Bacaan Terpilih
* * * * * * *
Al-Battani

(Harran, Turki, 244 H/858 M – Kasr al-Jiss, Suriah, 317 H/929 M)

Al-Battani adalah seorang astronom Arab termasyhur. Di Barat ia dikenal dengan nama Albatenius, Albategnus, atau Albategni. Bukunya, kompendium tabel astronomi, diterjemahkan ke bahasa Latin sekitar 1116. Edisi cetak berjudul De Motu Stellarum (Gerak Bintang) diterbitkan pada 1537. Ia melakukan observasi astronomi dan matematika dan melahirkan berbagai teori matematika.

Nama lengkapnya adalah Abu Abdillah Muhammad bin Jabir bin Sinan al-Battani al-Harrani as-Sabi’. Para ilmuwan Abad Pertengahan menyebutnya dengan nama Albategni atau Albategnus. Al-Battani berasal dari keluarga yang memeluk kepercayaan Sabi’ah seperti sebutan yang tercantum di akhir namanya, namun al-Battani sendiri adalah seorang muslim yang taat. Ia menempuh pendidikan di kota kelahirannya dan hampir seluruh masa hidupnya dihabiskan di ar-Rakka, daerah tepi Sungai Eufrat, untuk mengadakan observasi astronomi.

Bersama Sabit bin Qurrah al-Harrani, seorang ahli geometri yang membahas waktu matahari, al-Battani melakukan observasi astronomi pada sebuah observatorium yang dibangun Khalifah al-Makmun (khalifah ketujuh Abbasiyah; 813–833). Ia banyak memperkenalkan­ terminologi astronomis yang bersumber dari bahasa Arab, antara lain azimut, zenit, dan nadir.
* * * * * * *
Daftar Tugas
[a] Salin bagian teks tentang Al-Battani mulai dari "Nama lengkapnya adalah" sampai dengan "zenit, dan nadir.".
[b] Menurut teks tentang Al-Battani, di mana ia menghabiskan hampir seluruh masa hidupnya?
* * * * * * *
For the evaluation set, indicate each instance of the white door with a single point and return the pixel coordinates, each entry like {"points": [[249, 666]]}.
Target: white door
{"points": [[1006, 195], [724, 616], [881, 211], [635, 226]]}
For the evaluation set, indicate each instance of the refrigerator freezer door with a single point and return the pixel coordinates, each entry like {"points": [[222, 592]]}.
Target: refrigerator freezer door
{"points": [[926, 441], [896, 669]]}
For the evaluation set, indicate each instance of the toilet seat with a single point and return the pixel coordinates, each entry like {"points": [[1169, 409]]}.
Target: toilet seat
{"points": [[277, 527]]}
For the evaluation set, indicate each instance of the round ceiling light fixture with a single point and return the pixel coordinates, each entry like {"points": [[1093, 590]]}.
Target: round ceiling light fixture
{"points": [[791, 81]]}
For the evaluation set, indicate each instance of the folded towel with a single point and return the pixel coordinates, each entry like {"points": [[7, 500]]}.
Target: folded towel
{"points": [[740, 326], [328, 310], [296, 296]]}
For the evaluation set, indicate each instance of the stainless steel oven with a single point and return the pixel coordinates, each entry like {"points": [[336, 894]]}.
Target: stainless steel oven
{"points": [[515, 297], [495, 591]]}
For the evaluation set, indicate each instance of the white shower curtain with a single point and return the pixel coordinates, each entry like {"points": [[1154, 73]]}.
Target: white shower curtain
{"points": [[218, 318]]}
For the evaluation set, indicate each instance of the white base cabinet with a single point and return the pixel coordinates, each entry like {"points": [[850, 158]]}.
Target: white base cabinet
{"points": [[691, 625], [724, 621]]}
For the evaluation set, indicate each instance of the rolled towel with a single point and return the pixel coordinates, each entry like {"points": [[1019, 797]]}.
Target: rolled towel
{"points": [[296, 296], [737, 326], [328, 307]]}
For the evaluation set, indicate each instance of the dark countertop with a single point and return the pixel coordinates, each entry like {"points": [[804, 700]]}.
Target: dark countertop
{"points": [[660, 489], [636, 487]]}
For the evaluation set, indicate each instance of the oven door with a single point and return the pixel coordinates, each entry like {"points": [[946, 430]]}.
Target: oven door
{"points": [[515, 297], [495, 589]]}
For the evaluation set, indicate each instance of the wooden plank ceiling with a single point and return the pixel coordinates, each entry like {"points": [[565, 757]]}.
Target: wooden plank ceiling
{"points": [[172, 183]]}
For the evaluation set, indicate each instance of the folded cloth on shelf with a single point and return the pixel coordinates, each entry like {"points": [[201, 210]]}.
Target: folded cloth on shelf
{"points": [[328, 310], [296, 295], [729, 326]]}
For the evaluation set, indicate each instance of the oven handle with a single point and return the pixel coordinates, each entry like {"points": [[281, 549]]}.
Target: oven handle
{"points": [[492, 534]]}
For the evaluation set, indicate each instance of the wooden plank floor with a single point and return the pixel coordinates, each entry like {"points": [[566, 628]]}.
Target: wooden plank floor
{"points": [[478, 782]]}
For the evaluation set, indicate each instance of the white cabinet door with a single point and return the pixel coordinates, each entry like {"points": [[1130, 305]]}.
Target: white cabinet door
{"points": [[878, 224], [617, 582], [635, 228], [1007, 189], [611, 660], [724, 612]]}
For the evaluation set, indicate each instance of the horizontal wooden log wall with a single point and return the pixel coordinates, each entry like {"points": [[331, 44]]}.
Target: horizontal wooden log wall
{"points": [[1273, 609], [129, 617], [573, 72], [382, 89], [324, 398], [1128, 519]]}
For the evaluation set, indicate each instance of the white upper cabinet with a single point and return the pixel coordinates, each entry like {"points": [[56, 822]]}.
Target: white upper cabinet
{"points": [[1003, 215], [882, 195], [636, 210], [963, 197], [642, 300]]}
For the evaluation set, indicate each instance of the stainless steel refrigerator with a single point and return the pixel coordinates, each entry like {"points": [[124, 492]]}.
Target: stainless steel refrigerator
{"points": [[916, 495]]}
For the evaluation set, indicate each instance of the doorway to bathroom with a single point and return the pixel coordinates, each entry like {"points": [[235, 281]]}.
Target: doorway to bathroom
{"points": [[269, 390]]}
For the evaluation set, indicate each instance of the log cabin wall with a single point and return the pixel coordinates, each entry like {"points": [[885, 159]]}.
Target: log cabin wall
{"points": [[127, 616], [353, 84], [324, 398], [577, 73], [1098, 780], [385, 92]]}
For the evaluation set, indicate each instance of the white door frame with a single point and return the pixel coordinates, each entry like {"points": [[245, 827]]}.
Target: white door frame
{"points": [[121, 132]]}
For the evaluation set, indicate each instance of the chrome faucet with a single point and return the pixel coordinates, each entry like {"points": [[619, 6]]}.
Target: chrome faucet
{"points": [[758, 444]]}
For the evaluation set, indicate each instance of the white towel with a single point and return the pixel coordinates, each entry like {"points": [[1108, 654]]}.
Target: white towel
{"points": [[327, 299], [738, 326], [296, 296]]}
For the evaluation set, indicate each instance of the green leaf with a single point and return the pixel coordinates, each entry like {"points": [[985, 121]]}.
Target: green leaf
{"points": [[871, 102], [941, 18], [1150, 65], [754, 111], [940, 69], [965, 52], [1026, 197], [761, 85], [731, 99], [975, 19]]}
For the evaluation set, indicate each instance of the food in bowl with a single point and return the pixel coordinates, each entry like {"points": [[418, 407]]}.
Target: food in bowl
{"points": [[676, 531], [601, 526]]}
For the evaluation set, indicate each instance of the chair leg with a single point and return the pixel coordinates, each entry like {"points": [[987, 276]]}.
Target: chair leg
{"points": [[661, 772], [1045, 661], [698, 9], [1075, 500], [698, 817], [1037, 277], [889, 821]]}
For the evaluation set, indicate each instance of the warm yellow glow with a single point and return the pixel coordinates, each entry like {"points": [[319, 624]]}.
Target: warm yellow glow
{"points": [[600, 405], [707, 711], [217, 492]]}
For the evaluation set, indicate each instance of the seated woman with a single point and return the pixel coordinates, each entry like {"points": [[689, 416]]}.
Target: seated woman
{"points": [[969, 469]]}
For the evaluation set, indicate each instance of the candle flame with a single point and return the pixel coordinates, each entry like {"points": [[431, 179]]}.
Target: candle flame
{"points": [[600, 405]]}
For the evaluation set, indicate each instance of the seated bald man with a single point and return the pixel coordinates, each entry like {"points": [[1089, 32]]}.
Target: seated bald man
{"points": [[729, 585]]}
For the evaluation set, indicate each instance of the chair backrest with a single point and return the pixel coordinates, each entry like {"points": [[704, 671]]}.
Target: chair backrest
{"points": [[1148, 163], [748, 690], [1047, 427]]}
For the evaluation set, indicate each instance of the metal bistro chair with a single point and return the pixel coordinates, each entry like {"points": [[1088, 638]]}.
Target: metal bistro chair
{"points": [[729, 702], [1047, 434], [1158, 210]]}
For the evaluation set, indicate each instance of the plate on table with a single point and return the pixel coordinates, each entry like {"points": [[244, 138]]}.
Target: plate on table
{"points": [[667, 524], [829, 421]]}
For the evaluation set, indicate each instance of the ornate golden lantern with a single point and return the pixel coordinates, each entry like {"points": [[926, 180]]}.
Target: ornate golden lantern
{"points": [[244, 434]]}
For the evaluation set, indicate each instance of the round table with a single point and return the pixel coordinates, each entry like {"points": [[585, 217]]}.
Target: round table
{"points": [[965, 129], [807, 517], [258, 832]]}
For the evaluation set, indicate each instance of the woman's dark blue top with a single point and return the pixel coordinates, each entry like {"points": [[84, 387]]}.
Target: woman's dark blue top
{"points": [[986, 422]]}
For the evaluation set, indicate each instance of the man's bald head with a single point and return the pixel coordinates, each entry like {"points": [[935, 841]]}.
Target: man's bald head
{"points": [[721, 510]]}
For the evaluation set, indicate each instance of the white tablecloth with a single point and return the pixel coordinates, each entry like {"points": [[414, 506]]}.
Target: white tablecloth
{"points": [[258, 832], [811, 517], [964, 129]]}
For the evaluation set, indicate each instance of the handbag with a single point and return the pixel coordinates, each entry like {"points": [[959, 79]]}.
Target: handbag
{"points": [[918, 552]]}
* * * * * * *
Jawaban Tiap Tugas
[a]
Nama lengkapnya adalah Abu Abdillah Muhammad bin Jabir bin Sinan al-Battani al-Harrani as-Sabi’. Para ilmuwan Abad Pertengahan menyebutnya dengan nama Albategni atau Albategnus. Al-Battani berasal dari keluarga yang memeluk kepercayaan Sabi’ah seperti sebutan yang tercantum di akhir namanya, namun al-Battani sendiri adalah seorang muslim yang taat. Ia menempuh pendidikan di kota kelahirannya dan hampir seluruh masa hidupnya dihabiskan di ar-Rakka, daerah tepi Sungai Eufrat, untuk mengadakan observasi astronomi.

Bersama Sabit bin Qurrah al-Harrani, seorang ahli geometri yang membahas waktu matahari, al-Battani melakukan observasi astronomi pada sebuah observatorium yang dibangun Khalifah al-Makmun (khalifah ketujuh Abbasiyah; 813–833). Ia banyak memperkenalkan­ terminologi astronomis yang bersumber dari bahasa Arab, antara lain azimut, zenit, dan nadir.

[b] Di ar-Rakka, daerah tepi Sungai Eufrat.